[[ Records to use, beginning ]]
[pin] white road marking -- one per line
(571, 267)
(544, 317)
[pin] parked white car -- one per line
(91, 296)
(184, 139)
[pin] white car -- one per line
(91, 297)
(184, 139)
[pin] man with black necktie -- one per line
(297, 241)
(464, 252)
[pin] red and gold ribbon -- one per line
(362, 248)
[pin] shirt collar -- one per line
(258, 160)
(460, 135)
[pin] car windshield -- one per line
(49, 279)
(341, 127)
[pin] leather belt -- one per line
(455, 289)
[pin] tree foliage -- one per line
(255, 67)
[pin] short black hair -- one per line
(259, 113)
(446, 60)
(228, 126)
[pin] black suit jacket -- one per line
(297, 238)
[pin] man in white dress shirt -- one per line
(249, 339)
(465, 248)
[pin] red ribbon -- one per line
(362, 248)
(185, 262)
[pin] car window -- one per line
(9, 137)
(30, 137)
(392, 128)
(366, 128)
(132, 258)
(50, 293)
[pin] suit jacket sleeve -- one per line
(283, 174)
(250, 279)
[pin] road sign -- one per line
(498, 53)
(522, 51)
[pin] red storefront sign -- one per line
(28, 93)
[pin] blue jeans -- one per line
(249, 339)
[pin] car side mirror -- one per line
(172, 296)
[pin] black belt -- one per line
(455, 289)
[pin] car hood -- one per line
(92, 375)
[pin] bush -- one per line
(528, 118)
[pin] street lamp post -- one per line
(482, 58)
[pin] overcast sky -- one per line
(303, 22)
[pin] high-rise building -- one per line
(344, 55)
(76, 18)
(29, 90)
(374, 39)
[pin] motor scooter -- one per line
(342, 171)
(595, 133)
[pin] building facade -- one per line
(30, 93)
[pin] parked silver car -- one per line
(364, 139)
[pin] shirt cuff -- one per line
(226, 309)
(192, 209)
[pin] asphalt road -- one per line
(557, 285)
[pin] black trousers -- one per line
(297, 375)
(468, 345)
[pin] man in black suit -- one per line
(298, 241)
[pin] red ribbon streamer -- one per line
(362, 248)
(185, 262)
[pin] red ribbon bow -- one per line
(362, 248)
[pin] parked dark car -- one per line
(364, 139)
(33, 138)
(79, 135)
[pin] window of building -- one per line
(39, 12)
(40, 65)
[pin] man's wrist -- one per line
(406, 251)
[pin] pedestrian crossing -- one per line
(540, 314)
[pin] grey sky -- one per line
[[ Records to use, end ]]
Nothing in the entries may be left out; each line is to be output exactly.

#### Response below
[pin] white road marking -- one per line
(571, 267)
(544, 317)
[pin] parked white car -- one per line
(91, 296)
(184, 139)
[pin] white car -- one per line
(91, 297)
(184, 139)
[pin] man with black necktie -- one per line
(297, 241)
(464, 252)
[pin] red and gold ribbon -- one per line
(362, 248)
[pin] shirt collar -- one per line
(258, 160)
(460, 135)
[pin] car windshield -- one per line
(49, 279)
(341, 127)
[pin] leather belt -- one per line
(455, 289)
[pin] tree foliage -- one per line
(255, 67)
[pin] short black hair -- one per line
(259, 113)
(446, 60)
(228, 126)
[pin] black suit jacket -- one per line
(297, 238)
[pin] man in white dress shirt -- one per line
(249, 339)
(465, 248)
[pin] red ribbon -- one per line
(362, 248)
(185, 262)
[pin] car window -- one per line
(9, 137)
(30, 137)
(392, 128)
(366, 128)
(132, 258)
(50, 293)
[pin] suit jacket sleeve -- one per line
(283, 174)
(250, 279)
[pin] road sign -- one per line
(498, 53)
(522, 51)
[pin] red storefront sign -- one per line
(28, 93)
[pin] blue jeans -- one per line
(249, 339)
[pin] car side mirror -- one per line
(172, 296)
[pin] black belt -- one per line
(455, 289)
[pin] car hood -- one per line
(92, 375)
[pin] bush -- one per line
(528, 118)
[pin] street lamp post -- one per line
(482, 58)
[pin] overcast sky -- one per line
(303, 22)
[pin] high-rise building -- one per line
(344, 55)
(76, 18)
(29, 90)
(374, 39)
[pin] motor scooter -- one per line
(342, 171)
(595, 133)
[pin] building facade -- one per line
(30, 93)
[pin] parked silver car -- one per line
(364, 139)
[pin] shirt cuff -- one per line
(226, 309)
(192, 209)
[pin] asphalt road -- one per line
(557, 285)
[pin] black trousers -- one per line
(297, 375)
(468, 345)
[pin] man in black suit -- one per line
(298, 241)
[pin] red ribbon streamer -- one per line
(362, 248)
(185, 262)
[pin] red ribbon bow -- one per line
(362, 248)
[pin] parked dark car -- one per line
(364, 139)
(33, 138)
(79, 135)
[pin] window of building -- one per line
(39, 12)
(40, 65)
[pin] man's wrist -- one per line
(406, 251)
[pin] pedestrian crossing -- one per line
(540, 314)
[pin] grey sky -- one per line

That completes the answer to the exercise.